- [AIM OF THE EXERCISE]
Below are the records; pull every line that includes "drawer".

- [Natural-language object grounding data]
******************************
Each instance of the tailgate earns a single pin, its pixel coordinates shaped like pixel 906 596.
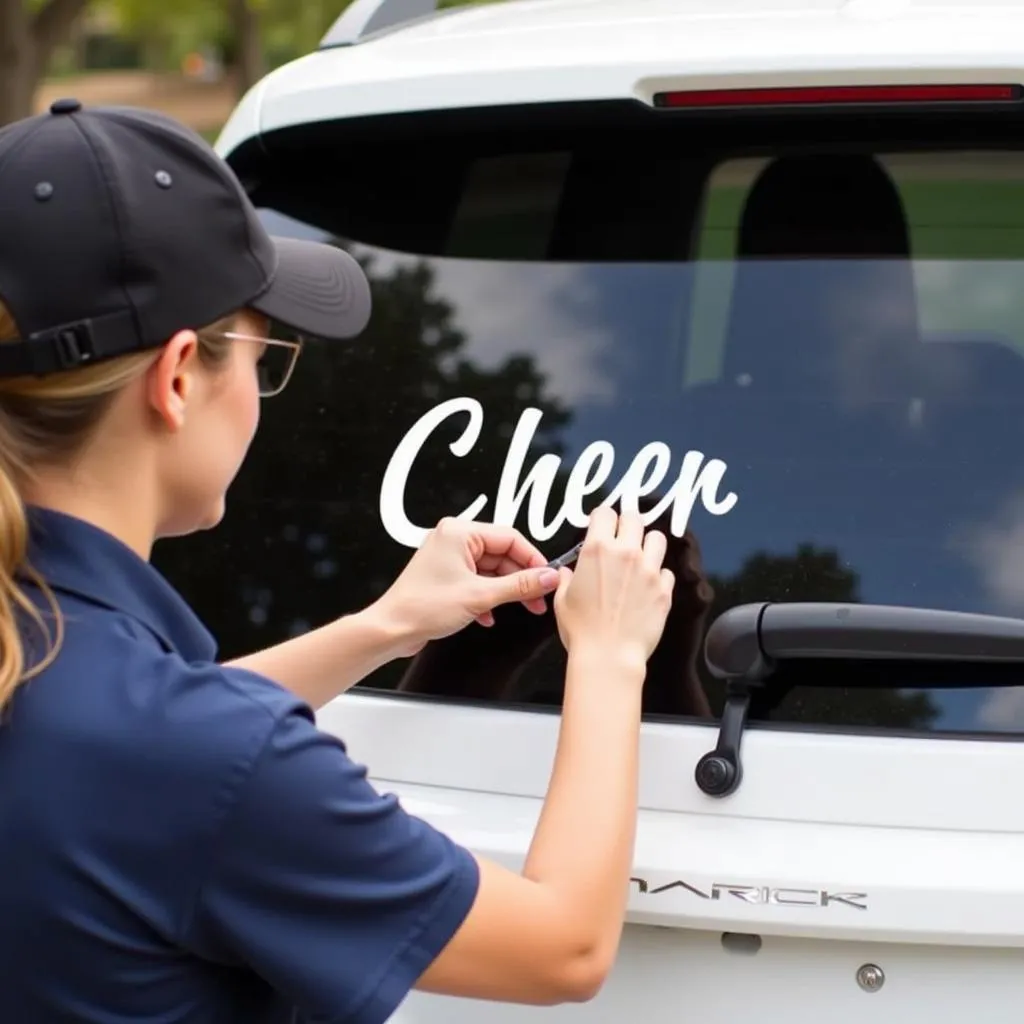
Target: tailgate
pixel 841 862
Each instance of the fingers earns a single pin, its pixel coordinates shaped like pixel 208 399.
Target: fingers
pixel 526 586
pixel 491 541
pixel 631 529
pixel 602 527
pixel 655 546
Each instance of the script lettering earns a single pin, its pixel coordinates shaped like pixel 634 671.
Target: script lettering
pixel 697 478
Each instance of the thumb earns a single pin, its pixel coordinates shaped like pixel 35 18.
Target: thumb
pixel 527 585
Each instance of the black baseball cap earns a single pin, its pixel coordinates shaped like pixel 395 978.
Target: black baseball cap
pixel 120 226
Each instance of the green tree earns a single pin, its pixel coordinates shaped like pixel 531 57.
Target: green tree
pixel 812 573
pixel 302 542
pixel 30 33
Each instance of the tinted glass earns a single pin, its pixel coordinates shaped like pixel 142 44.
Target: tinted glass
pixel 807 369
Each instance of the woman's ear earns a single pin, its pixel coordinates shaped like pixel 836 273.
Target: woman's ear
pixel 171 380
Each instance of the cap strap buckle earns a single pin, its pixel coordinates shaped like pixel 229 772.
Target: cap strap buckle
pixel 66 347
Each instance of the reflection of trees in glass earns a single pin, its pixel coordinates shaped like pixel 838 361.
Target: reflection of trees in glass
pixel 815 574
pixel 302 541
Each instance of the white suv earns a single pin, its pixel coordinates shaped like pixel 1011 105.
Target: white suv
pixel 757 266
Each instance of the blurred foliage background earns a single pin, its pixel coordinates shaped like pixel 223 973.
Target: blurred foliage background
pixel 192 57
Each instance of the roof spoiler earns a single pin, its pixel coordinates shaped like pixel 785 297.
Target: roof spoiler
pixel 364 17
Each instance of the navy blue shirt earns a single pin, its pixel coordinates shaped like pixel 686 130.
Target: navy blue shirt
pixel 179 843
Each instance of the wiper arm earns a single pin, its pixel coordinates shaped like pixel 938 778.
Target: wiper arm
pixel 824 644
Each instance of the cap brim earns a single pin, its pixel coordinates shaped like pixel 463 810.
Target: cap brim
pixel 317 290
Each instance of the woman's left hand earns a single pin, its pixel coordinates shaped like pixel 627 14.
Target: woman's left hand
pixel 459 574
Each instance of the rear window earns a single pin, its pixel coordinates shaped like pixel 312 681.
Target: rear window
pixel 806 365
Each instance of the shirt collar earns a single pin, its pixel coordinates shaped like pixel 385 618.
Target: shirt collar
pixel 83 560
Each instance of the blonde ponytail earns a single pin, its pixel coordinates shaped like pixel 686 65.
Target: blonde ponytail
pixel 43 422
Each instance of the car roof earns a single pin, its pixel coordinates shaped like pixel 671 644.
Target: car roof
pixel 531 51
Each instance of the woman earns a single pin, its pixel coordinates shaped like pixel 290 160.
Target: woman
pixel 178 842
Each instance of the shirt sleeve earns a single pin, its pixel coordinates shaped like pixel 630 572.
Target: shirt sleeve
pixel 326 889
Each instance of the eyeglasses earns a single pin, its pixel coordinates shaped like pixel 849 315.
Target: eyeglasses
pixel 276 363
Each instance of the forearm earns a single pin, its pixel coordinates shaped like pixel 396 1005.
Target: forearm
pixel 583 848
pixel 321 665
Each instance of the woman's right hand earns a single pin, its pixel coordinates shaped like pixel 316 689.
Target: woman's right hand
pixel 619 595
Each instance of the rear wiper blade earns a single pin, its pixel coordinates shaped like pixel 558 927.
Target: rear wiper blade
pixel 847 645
******************************
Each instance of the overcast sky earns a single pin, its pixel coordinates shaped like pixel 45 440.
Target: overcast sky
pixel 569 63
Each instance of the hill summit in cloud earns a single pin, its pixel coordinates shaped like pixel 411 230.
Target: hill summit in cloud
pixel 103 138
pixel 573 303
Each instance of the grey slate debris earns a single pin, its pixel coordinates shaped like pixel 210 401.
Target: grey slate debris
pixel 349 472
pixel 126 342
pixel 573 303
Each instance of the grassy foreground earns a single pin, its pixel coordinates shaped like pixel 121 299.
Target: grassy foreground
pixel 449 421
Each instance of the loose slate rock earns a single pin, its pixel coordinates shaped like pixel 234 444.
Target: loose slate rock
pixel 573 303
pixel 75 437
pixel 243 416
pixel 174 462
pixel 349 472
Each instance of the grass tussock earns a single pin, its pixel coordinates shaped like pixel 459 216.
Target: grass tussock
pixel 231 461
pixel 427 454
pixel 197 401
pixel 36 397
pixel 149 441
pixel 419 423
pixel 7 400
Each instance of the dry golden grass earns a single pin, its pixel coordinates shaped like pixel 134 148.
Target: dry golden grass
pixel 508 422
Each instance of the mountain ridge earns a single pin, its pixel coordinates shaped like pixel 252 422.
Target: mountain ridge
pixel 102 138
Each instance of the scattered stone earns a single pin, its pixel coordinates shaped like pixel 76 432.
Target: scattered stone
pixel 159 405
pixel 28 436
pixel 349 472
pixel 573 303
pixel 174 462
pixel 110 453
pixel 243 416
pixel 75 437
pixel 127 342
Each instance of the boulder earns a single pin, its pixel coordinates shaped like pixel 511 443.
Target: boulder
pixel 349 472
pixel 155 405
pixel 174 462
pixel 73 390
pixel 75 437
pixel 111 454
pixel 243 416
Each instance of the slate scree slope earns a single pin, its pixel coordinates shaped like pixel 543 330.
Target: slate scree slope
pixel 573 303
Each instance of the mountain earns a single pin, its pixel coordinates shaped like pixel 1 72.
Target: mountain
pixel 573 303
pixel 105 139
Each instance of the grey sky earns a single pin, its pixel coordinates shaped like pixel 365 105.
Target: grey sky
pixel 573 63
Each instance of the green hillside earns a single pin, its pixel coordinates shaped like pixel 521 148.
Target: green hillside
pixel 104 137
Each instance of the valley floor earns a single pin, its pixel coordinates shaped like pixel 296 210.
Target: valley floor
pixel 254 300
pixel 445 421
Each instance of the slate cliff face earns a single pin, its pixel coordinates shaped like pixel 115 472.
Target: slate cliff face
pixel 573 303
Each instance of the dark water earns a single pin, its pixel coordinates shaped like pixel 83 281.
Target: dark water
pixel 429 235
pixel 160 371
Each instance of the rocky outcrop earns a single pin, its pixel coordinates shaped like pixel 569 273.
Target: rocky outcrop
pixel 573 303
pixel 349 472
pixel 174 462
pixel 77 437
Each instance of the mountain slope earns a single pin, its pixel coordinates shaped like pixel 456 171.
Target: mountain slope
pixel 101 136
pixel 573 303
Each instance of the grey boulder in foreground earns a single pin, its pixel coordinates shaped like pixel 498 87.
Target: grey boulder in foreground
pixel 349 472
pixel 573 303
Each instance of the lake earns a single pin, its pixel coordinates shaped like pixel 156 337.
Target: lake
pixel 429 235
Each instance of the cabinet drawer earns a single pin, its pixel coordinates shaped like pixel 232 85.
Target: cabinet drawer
******************************
- [COMPLETED TASK]
Each instance of the cabinet drawer earns a single pin, its pixel coordinates shaped like pixel 232 85.
Target: cabinet drawer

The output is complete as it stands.